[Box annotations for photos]
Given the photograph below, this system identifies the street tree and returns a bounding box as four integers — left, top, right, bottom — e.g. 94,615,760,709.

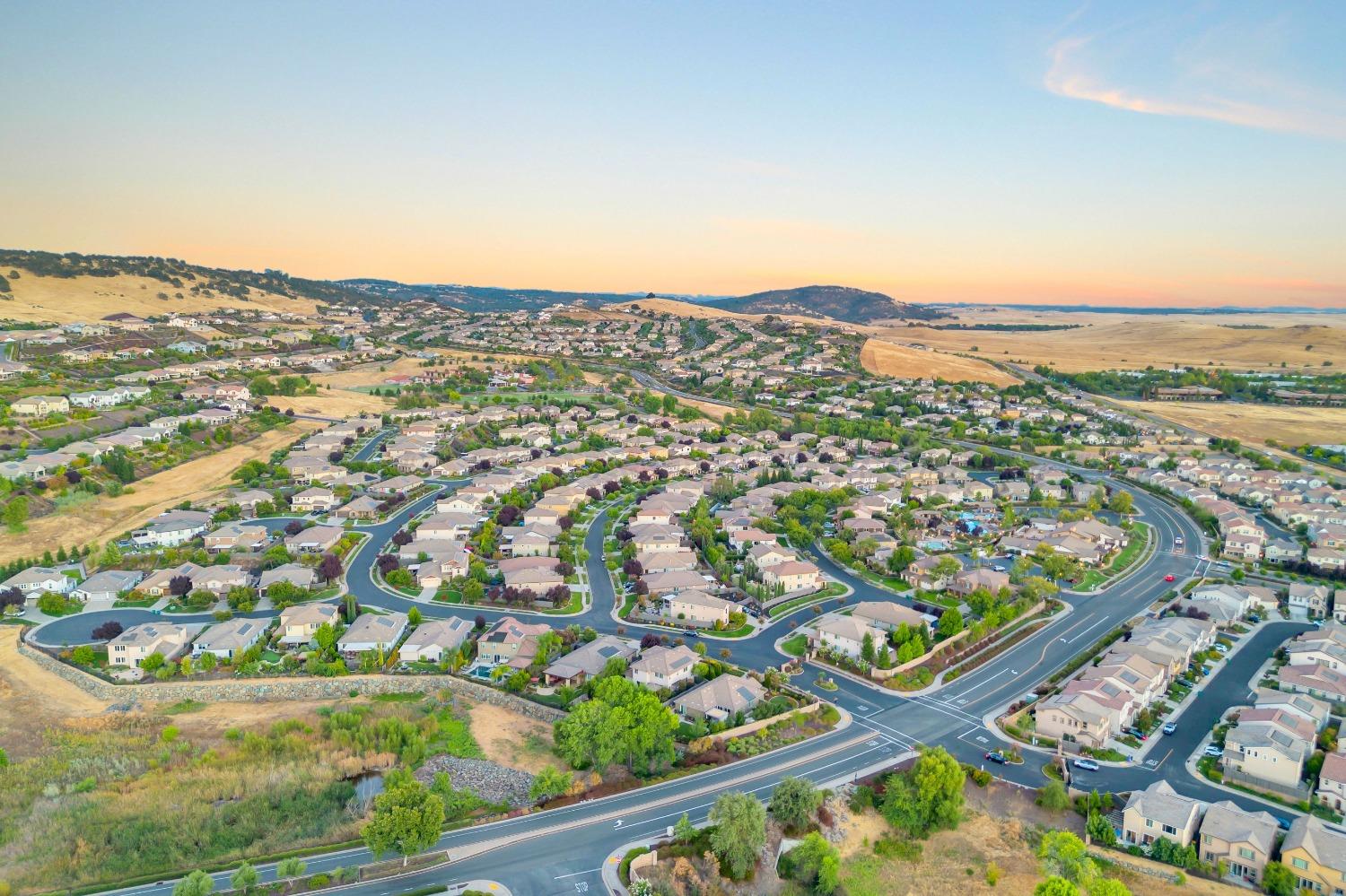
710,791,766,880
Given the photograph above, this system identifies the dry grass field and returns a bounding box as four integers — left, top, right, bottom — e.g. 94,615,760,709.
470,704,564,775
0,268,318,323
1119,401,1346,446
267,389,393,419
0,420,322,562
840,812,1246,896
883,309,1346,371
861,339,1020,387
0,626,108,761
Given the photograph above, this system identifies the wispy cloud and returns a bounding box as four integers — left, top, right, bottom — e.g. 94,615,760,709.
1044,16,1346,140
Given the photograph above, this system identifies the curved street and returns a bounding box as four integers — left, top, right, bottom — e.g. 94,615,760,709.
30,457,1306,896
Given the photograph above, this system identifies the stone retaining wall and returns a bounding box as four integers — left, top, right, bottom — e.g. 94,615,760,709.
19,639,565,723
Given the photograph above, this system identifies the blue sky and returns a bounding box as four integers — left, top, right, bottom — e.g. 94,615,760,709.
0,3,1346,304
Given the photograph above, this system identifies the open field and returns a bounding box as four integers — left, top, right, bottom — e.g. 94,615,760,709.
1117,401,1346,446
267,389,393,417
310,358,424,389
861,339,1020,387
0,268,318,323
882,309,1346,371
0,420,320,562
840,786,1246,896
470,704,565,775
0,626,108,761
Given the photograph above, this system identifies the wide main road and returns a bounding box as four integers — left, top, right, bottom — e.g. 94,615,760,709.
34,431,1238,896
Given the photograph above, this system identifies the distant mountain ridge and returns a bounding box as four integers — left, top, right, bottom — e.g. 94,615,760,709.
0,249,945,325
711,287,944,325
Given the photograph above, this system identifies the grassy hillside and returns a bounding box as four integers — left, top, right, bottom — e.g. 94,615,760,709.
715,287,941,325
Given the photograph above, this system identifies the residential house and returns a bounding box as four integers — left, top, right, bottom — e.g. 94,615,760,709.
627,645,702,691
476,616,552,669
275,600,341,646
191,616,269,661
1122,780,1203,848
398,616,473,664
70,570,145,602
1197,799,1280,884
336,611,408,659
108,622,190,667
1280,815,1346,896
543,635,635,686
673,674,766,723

→ **REQUEST**: Retype every row above exactly, leaving the pictures out.

→ **REPLY TO THE TASK**:
Given the photograph below, this system identifies the street tree and returns a bounding box as four integers — left, top, right, bottom — e.g. 94,615,760,709.

710,791,766,880
Given the photograph above, this system identifies the dry grass field and returns a bounding box as four integers — left, top, right, bottom — e.g. 94,615,760,709.
470,704,564,775
0,268,318,323
1119,401,1346,446
267,389,393,419
0,420,322,562
840,812,1246,896
883,309,1346,371
861,339,1020,387
0,626,108,761
Given the photograph above, this system identifies the wispy cloud and returns a bounding box as four integers — left, top, right, bottom — e.g. 94,615,760,709.
1044,16,1346,140
Given the photograph above, this system identifies the curved street and returns a bounding box as four integers — left, top, right, bottom — e.g. 94,615,760,709.
30,457,1306,896
Given the photograph above, this system identifies the stone retaining wall and returns a bounding box as four integers — left, top, right, bottom — e.g. 94,615,760,709.
19,639,565,723
Given the photograph above, this system identifies the blue sky and returns a bounding box as four integers — left, top, right, bottom — e.g. 94,615,760,709.
0,3,1346,304
Given the photograph above, this system identifies the open field and returns a bounding box as four integers — left, top, right, bottom — e.g. 94,615,760,709.
1117,401,1346,446
267,389,393,417
310,358,424,389
861,339,1020,387
0,268,318,323
882,309,1346,371
0,420,320,562
840,786,1246,896
470,704,565,775
0,626,108,761
Given the photograph above, this system identifies the wide main road and returns a bounding box as four integers — left, top, right, bottom — e.g. 94,615,760,709.
34,431,1238,896
Given the photograph above, this system identifies the distant mountain ridge and returns a bounding box as four integers — left, top, right, bottom — e.g. 94,615,760,709.
0,249,945,325
711,287,944,325
Given the photograph above, this system identifies the grassy hillside and returns a bounding box as four integers — left, top, right, bottom — e.g. 94,615,760,709.
715,287,941,325
Given the photograph above, this system identifies the residential house and returns a bounding box as four integers — left, top, right, bottom — e.g. 94,615,760,709.
627,645,702,691
476,616,552,669
275,600,341,646
191,616,269,661
1122,780,1203,848
398,616,473,664
70,570,145,602
1197,799,1280,884
336,611,408,659
108,622,190,667
1280,815,1346,896
543,635,635,686
673,674,766,723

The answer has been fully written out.